Document extract START

Of course if India does take legal action, India isn’t exactly guilt free when it comes to free and open trade.  Several companies are having some trouble with providing Internet services there.  (see here and here).  This customs & border bill keeps getting more and more interesting.

Border Secuirty and Jobs Bills Pass

As I predicted last friday, the house has passed the “let’s flush $600 million down the toilet in the name of border security” bill.  I won’t rehash why the money is being wasted.  From Reuters:

The U.S. Congress on Thursday passed legislation to strengthen security along the border with Mexico, trying to tackle the politically sensitive issue of illegal immigrants ahead of November congressional elections.

Final legislative action came as the Senate passed the bill on a voice vote, one day after the House of Representatives interrupted a six-week recess to pass the bill.

The only good thing to come out of the bill is it’s funding mechanism.  In order not to add to the deficit congress had to either cut spending or increase revenue.  In this case they mostly chose to raise revenue.  However, instead of a general tax increase they targeted towards companies that make a business model out of importing cheap labor into the company.

The plan is financed by imposing higher visa fees on some Indian technology companies operating in the United States, prompting a protest from the government of India.

Senate aides said the Indian companies had been targeted because they take advantage of a U.S. law to import a high percentage of their workers from abroad. They said four Indian companies would be affected: Tata (TCS.BO), Infosys (INFY.BO), Wipro (WIPR.BO) and Mahindra Satyam (SATY.BO).

Document extract END

**Exercise requirements**
[a] According to the border security post, how is the plan financed?
[b] Reproduce the passage of the border security post starting with "The only good" and going on through "Mahindra Satyam (SATY.BO).".

Data supplied START

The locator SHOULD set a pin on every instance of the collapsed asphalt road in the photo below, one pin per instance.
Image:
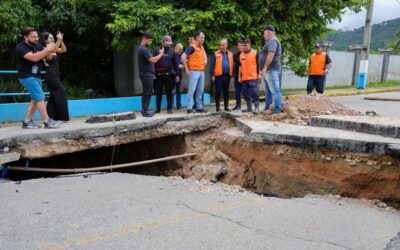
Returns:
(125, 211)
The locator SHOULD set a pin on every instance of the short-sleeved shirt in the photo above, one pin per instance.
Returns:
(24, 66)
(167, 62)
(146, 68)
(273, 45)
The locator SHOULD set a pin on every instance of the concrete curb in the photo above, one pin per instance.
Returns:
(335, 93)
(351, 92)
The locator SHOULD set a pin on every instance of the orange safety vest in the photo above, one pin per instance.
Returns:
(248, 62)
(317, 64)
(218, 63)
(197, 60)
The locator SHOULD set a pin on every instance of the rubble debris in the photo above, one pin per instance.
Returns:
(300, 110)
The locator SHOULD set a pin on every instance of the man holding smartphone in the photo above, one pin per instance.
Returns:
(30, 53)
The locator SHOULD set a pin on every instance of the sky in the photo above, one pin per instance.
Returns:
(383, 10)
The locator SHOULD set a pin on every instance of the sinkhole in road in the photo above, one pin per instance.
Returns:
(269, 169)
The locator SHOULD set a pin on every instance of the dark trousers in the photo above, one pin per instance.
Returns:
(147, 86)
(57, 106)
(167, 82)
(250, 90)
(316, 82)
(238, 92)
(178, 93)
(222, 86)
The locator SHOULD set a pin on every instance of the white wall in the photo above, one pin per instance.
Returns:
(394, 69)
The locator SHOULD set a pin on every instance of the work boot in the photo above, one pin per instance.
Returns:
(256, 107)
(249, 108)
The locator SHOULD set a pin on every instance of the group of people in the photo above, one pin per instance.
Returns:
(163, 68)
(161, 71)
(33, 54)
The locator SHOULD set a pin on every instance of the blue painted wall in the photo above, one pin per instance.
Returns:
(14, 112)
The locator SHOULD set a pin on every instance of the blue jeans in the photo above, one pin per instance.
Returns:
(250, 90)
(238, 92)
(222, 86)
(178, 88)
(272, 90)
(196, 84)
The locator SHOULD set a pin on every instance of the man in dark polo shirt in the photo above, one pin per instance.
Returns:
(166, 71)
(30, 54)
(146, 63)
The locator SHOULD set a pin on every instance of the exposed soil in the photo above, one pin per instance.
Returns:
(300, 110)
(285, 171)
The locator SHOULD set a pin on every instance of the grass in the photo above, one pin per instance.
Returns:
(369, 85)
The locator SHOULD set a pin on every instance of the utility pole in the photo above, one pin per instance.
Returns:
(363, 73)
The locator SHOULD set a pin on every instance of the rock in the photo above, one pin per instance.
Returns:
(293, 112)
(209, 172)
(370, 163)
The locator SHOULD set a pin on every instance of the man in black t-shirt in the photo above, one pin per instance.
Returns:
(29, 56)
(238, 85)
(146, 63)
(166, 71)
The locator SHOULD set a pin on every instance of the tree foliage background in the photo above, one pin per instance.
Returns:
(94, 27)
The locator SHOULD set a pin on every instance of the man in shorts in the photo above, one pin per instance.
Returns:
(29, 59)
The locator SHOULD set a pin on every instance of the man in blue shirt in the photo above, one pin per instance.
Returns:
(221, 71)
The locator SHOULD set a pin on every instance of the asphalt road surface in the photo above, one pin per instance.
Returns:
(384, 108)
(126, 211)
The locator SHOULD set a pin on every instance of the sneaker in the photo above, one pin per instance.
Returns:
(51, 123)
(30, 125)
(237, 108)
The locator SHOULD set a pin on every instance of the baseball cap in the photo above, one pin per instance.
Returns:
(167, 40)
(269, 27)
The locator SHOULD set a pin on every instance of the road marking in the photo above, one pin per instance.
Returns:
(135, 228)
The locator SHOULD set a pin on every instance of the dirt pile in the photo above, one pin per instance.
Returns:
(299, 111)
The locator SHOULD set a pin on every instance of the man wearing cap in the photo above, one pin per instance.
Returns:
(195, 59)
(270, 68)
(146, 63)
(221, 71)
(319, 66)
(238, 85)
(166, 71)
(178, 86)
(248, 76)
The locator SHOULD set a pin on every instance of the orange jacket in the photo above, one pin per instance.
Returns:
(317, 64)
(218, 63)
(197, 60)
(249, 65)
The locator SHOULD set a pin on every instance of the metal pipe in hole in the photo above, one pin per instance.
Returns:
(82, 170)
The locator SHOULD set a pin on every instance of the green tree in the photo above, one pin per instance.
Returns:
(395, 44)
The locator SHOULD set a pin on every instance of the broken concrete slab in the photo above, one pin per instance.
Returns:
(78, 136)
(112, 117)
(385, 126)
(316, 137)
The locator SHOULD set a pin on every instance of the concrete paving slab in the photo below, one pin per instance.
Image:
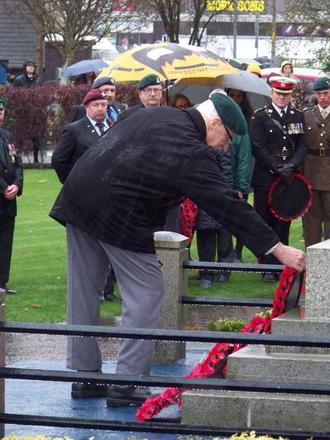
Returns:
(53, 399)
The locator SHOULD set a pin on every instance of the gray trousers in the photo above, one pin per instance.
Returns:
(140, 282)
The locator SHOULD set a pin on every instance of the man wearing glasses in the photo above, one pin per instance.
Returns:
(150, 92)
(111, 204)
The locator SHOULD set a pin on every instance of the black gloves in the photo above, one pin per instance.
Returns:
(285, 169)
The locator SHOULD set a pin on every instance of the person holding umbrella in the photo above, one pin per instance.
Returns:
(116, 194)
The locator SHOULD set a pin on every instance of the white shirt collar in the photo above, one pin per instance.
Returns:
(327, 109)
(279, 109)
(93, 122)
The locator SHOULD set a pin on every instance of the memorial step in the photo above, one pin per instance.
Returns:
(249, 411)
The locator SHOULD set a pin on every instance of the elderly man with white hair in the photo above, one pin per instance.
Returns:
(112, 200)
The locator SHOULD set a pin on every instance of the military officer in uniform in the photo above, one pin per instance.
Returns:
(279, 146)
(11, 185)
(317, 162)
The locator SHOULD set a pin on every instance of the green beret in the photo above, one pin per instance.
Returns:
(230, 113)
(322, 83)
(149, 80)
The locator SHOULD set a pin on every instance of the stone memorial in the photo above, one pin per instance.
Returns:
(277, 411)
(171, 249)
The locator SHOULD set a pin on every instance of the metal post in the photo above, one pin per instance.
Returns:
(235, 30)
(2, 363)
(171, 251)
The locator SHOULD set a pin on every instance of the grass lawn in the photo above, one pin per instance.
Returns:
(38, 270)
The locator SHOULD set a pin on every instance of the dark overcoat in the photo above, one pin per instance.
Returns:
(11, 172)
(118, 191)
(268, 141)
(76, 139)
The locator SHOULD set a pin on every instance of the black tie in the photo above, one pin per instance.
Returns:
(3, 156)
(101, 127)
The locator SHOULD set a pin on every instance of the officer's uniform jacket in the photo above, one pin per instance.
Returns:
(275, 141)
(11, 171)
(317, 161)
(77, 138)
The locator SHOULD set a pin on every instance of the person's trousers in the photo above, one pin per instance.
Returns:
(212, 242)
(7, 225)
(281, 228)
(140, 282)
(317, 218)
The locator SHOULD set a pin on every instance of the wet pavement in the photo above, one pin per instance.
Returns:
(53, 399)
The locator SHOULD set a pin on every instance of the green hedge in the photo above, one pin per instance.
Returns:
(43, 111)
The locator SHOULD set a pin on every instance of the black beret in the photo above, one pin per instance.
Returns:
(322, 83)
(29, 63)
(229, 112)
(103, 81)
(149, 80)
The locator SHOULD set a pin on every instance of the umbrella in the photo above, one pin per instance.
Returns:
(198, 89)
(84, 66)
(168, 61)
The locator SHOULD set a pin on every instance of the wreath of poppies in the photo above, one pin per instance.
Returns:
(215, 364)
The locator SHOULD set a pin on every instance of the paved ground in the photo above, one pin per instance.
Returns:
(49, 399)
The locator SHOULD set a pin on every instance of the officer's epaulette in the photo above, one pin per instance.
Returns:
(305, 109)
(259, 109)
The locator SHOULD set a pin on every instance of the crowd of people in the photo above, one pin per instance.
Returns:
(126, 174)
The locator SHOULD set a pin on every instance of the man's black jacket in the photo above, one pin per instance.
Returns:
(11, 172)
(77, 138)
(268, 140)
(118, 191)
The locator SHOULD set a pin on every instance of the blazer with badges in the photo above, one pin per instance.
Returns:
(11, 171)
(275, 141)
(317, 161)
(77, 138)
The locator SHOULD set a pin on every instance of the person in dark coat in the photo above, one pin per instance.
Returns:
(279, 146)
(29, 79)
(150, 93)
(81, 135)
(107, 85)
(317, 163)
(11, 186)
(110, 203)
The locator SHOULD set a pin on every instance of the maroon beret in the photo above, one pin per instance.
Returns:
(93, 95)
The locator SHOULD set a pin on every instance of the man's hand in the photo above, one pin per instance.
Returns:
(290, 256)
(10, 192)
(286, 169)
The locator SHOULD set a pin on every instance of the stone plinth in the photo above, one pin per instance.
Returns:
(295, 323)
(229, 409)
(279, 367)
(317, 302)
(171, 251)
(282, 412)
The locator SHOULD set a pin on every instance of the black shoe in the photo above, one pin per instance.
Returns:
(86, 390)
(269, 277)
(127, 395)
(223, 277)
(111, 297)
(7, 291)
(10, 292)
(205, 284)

Data supplied END

**Solutions to each task**
[a] By imposing higher visa fees on some Indian technology companies operating in the United States.

[b]
The only good thing to come out of the bill is it’s funding mechanism.  In order not to add to the deficit congress had to either cut spending or increase revenue.  In this case they mostly chose to raise revenue.  However, instead of a general tax increase they targeted towards companies that make a business model out of importing cheap labor into the company.

The plan is financed by imposing higher visa fees on some Indian technology companies operating in the United States, prompting a protest from the government of India.

Senate aides said the Indian companies had been targeted because they take advantage of a U.S. law to import a high percentage of their workers from abroad. They said four Indian companies would be affected: Tata (TCS.BO), Infosys (INFY.BO), Wipro (WIPR.BO) and Mahindra Satyam (SATY.BO).